__Task instructions__. Would you extract the whole listing below and retype it exactly?

+++

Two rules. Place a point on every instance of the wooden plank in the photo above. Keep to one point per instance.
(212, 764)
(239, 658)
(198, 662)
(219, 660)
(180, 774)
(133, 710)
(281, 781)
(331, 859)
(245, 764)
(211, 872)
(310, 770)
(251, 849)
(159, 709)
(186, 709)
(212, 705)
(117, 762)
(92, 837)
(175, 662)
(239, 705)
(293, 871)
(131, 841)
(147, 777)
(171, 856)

+++

__Written answer__.
Two rules. Place a point on every instance of the wooden plank in the photo above. Keep to one point per instance.
(212, 764)
(239, 658)
(198, 662)
(219, 660)
(180, 774)
(133, 710)
(281, 781)
(331, 859)
(245, 764)
(211, 872)
(310, 770)
(251, 849)
(159, 709)
(186, 709)
(212, 705)
(117, 762)
(92, 837)
(175, 662)
(239, 705)
(293, 871)
(131, 841)
(147, 777)
(171, 856)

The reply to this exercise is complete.